> Okuma Metni
==================================================

Mardin bu gezide
en çok merak ettiğim yerdi. Zira bu kente hiç gitmemiştim. Mardin deyince gözümün
önüne sadece, düzgün kesilmiş taşlarla
örülü duvarlarıyla iki katlı evler, önünde dümdüz bir ova, Süryani şarapları
geliyordu.
Urfa-Mardin yoluna düşüp Viranşehir’e
doğru gittikçe gözünün önündeki en önemli değişiklik taşların rengi oluyor.
Urfa civarındaki açık renkli kalker taşlarının yerini, kara-siyah bazalt
taşları alıyor.
Sanırsın Mardin’e
değil de bir yanardağa gidiyoruz. Sadece
yapılar değil, tarlalardaki sınır taşları, taşlık meralar, gördüğün bütün
taşların
rengi değişiyor… Rehberimiz bu taşların başta Karacadağ’daki volkanik
bölge olmak üzere, çevreye yayılmış volkanik yapıdan kaynaklandığını anlatıyor.
Bu volkanik bazalt taşlarının en önemli farkı, kalker taşlarından çok daha
hafif, gözenekli olması. Ponza taşlarına benziyor. Ancak bunlar kalker
taşlarından çok daha sert.
Mardin’e varınca bütün
duvarların bu taşlarla yapıldığını görüyoruz. Tabi “Eski Mardin’de”!
Karacadağ şimdi bir kış turizmi merkezi olmuş, kayak pistleri
vs. varmış. Rehberimiz Ahmet bey,
otobüste bizi yöresel isimler konusunda uyarıyor. ,
İSOT, BALCAN,
FRENK…
Örneğin bölgede “isot”; pul biber, “balcan”; patlıcan, “frenk”; domates, “reçel”; kahvaltılık acıbiber salçası demekmiş
Gaziantep’ten itibaren ekin tarlalarının yanında mercimek tarlaları dikkatimi
çekmişti. Mercimekler sararmış, birkaç haftaya kalmaz hasat yapılır. Mercimeğin
bu kadar yaygın üretimini tahmin etmemiştim. Ama her yemekte mercimek çorbası
servisinin bir anlamı varmış... Sahiden mercimek çorbasını da güzel yapıyorlar.

==================================================

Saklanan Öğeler
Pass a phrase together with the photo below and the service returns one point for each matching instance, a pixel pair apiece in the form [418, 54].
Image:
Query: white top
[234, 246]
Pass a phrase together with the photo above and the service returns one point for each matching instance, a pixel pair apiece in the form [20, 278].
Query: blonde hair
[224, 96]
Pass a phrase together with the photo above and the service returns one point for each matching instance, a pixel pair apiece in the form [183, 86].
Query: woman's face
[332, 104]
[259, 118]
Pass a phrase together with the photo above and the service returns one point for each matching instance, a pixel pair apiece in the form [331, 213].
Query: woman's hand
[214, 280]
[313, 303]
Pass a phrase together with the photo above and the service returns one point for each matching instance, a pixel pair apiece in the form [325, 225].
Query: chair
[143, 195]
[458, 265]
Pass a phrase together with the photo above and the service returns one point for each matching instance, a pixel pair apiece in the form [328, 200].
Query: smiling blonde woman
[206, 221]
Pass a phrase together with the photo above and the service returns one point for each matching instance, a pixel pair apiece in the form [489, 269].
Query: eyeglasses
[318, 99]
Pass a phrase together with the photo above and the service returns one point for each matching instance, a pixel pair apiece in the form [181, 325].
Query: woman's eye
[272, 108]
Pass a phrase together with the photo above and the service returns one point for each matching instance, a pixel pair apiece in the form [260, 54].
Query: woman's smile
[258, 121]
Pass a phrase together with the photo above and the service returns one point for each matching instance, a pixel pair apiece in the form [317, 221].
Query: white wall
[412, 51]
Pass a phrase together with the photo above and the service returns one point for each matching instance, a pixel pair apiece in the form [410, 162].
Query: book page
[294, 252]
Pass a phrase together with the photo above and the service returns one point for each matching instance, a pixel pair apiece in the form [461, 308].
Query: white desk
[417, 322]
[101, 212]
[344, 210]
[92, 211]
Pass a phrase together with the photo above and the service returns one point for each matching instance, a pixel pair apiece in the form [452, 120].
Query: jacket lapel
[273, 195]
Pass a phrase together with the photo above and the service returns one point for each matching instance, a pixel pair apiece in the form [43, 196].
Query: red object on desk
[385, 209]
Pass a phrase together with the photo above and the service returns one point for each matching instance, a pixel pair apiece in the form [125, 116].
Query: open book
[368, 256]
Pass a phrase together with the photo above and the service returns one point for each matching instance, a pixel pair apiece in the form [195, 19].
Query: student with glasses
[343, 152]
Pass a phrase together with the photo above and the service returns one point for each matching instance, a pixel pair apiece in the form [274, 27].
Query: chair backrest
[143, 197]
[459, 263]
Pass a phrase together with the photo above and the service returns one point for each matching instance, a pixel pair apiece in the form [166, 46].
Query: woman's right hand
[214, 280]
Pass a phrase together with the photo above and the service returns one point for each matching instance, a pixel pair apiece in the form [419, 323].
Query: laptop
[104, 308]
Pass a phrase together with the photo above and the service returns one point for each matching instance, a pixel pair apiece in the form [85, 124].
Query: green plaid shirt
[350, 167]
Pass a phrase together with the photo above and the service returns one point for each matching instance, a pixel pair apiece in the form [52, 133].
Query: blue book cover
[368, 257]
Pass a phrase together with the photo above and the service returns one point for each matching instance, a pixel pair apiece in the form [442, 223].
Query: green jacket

==================================================

> Yönergeler
1. Satırlar arasından "book" sözcüğünü içerenlerin hepsini çekip çıkarın ve her birini olduğu gibi yazın.
2. Mardin gezisini anlatan metni, son cümlesinden sonrasını yazarak devam ettirin.

> Yazılı Yanıtlar
1.
Query: book page
Query: open book
Query: blue book cover

2.
Güneydoğu’da fıstık ağaçlarının bu kadar yaygın olduğunu da
birisi söylese inanmazdım. Fıstık işi artık bir uzmanlık alanı. Çok sayıda
çeşidi varmış. Mesela “İran Fıstığı”
diye bir tür varmış. Daha iri, daha hafifmiş. Siirtliler onu ekmeyi tercih
edermiş. O, tuzlanmadan yenmezmiş, ama yerli fıstık öyle değil, çiğ yenirmiş.
BURSA’DA ZEYTİN,
BURADA FISTIK…
Güney Marmara’da zeytin neyse, buralarda fıstık o. Anlaşılan
pek çok üründen ağzı yanan üretici fıstığa yönelmiş. Ancak fıstığın kabuğu
çetin! Yani fidanı diktiğinizde 10 seneden önce doğru dürüst meyve
alamıyor muşsunuz.
Bu nedenle Urfalılar işin başında fıstık fidanı ektikleri
tarlalara aynı zamanda üzüm fidanı dikmiş. Fıstıklar büyüyünce bütün
üzümleri söküp atmışlar.
Rakım: 476 Metre…
“Gitmişken bir çuval fıstık getirseydin bari”
dediğinizi duyar gibiyim. Fıstık ağaçları çiçekten henüz meyveye durmuş. Ama
sorun bu değil. İş ticari tarafa gelince manzara şu ki, Mardin, Şanlıurfa, Gaziantep’teki fıstık fiyatları Bursa’dan farklı değil.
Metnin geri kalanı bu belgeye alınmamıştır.